=== WORK TO COMPLETE ===
Print the lines of the listing below verbatim, starting at the line containing "mark the chimney" and ending at the line containing "(615, 1146)", with both of those lines included. Output nothing else.
----- RECORDS SHOWN
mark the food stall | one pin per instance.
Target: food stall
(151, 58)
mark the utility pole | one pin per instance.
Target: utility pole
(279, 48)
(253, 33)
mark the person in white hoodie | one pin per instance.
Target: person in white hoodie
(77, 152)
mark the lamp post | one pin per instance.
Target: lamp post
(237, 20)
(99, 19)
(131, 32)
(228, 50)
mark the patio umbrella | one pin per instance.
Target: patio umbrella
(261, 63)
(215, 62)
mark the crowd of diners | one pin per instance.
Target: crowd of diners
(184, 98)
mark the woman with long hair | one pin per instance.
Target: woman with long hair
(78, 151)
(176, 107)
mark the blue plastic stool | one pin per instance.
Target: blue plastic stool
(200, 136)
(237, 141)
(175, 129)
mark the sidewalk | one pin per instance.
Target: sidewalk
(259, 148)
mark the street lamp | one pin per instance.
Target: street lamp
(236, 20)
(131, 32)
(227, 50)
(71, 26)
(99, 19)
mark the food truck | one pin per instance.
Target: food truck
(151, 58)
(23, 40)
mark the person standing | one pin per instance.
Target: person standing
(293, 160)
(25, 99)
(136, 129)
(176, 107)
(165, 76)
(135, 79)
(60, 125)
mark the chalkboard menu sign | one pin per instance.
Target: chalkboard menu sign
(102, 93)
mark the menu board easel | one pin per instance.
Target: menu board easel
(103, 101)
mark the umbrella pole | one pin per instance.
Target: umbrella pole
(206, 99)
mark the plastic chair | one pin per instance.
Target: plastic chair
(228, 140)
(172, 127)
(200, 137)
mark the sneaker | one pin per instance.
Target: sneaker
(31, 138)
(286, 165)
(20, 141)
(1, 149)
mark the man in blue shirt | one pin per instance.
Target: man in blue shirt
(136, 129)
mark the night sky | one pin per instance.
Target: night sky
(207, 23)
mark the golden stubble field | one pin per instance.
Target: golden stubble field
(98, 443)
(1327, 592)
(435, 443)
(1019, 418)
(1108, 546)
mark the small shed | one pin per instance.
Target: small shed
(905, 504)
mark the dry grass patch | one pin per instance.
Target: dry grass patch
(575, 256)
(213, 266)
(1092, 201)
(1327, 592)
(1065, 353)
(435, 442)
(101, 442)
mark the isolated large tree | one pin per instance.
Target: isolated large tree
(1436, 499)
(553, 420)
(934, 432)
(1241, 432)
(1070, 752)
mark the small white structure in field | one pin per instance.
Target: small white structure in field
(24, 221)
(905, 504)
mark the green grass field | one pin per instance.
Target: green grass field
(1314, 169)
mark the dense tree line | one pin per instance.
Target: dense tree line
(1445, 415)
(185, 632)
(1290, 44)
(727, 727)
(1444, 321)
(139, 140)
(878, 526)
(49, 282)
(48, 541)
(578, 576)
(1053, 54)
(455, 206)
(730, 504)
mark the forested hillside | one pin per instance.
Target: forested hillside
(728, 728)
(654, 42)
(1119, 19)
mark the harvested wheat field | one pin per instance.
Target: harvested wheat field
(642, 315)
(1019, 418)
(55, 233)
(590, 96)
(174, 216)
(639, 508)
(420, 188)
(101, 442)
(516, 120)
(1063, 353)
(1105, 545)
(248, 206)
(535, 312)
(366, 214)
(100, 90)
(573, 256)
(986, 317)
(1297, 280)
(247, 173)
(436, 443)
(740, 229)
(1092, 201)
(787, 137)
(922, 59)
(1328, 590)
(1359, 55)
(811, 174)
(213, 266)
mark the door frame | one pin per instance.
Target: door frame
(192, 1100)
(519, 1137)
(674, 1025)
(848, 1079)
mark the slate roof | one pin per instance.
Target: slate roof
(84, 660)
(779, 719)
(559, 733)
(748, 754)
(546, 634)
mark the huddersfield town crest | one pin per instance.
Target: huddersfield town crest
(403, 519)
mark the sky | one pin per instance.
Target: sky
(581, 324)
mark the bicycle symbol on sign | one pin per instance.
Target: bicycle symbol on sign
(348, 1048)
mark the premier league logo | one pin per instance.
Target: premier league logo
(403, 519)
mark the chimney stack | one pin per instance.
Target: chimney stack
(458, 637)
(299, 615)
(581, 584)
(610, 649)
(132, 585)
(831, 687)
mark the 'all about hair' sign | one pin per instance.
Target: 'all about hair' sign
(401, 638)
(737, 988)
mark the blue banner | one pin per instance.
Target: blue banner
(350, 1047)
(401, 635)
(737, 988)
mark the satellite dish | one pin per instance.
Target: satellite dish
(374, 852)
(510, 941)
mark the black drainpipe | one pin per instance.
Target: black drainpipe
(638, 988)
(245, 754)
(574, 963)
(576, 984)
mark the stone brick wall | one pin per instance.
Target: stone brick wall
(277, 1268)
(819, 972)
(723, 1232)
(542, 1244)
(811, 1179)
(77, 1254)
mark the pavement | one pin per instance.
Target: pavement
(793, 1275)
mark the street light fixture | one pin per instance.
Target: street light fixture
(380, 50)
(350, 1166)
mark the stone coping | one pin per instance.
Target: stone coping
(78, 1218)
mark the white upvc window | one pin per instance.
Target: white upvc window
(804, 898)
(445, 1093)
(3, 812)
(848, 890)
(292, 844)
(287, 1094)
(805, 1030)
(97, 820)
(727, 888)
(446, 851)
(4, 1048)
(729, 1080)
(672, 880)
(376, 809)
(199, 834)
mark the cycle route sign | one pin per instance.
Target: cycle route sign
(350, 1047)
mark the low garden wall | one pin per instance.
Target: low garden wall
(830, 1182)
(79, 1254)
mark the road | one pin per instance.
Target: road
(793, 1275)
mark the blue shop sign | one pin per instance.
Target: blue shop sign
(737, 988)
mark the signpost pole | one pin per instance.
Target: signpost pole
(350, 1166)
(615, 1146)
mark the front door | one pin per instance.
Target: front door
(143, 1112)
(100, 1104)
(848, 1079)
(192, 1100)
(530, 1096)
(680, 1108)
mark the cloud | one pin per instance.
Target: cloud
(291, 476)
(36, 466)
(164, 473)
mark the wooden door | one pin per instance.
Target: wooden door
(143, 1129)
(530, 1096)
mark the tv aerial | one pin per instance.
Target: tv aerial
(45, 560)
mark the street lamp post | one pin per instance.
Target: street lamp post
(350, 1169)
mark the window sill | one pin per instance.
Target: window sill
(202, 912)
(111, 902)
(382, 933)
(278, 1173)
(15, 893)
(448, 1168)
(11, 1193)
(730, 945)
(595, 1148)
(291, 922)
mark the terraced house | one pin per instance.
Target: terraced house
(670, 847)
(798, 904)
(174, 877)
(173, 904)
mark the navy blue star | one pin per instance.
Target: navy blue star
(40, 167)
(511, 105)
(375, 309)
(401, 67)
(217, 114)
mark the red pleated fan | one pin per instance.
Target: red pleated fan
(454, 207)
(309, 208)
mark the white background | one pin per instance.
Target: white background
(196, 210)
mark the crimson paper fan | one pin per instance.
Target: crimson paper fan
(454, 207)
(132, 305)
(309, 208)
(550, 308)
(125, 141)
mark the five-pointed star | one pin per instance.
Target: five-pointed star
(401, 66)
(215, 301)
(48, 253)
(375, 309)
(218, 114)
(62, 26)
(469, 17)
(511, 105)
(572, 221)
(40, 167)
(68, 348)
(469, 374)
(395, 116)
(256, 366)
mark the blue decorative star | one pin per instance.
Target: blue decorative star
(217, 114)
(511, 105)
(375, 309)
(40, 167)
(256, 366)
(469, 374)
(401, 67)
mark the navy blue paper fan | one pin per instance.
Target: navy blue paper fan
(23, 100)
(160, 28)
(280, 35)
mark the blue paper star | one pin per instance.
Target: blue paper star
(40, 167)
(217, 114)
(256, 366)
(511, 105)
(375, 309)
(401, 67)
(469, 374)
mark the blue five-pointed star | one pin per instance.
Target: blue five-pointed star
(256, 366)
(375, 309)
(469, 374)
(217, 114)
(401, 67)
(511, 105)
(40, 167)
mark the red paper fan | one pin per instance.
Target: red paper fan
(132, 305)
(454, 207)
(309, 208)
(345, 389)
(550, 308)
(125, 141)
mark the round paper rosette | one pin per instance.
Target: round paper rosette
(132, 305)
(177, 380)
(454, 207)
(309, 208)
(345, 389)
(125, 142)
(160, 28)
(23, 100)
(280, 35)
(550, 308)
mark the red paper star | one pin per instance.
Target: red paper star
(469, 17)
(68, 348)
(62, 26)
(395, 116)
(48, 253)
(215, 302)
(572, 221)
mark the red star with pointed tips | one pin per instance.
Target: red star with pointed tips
----------
=== TASK RESPONSE ===
mark the chimney stack | one pin per instance.
Target: chimney stack
(458, 637)
(299, 615)
(581, 584)
(610, 649)
(132, 585)
(831, 687)
mark the 'all about hair' sign | one pin per instance.
Target: 'all about hair' sign
(401, 638)
(737, 988)
mark the blue banner | one pin per instance.
Target: blue banner
(350, 1047)
(401, 635)
(737, 988)
mark the satellite dish | one pin per instance.
Target: satellite dish
(374, 852)
(510, 941)
mark the black drainpipe | one pin per instance.
Target: black drainpipe
(638, 988)
(245, 754)
(574, 963)
(576, 984)
mark the stone brick wall | one pin per instance.
Target: stone brick wall
(277, 1268)
(819, 972)
(723, 1232)
(542, 1244)
(811, 1179)
(77, 1254)
mark the pavement | one pin per instance.
Target: pavement
(793, 1275)
mark the street light fixture | one pin per instance.
Target: street light fixture
(380, 50)
(350, 1166)
mark the stone coping | one pin per instance.
Target: stone coping
(78, 1218)
mark the white upvc window | one pin per instance.
Target: white upvc window
(804, 898)
(445, 1093)
(3, 812)
(848, 890)
(292, 844)
(287, 1094)
(805, 1030)
(97, 820)
(727, 888)
(446, 851)
(4, 1048)
(729, 1080)
(672, 880)
(376, 809)
(199, 834)
mark the cycle route sign | one pin per instance.
Target: cycle route sign
(350, 1047)
mark the low garden wall | one pin per instance.
Target: low garden wall
(830, 1182)
(79, 1254)
mark the road | one pin per instance.
Target: road
(793, 1275)
mark the blue shop sign | one pin per instance.
Target: blue shop sign
(737, 988)
mark the signpost pole | one pin per instance.
Target: signpost pole
(350, 1166)
(615, 1146)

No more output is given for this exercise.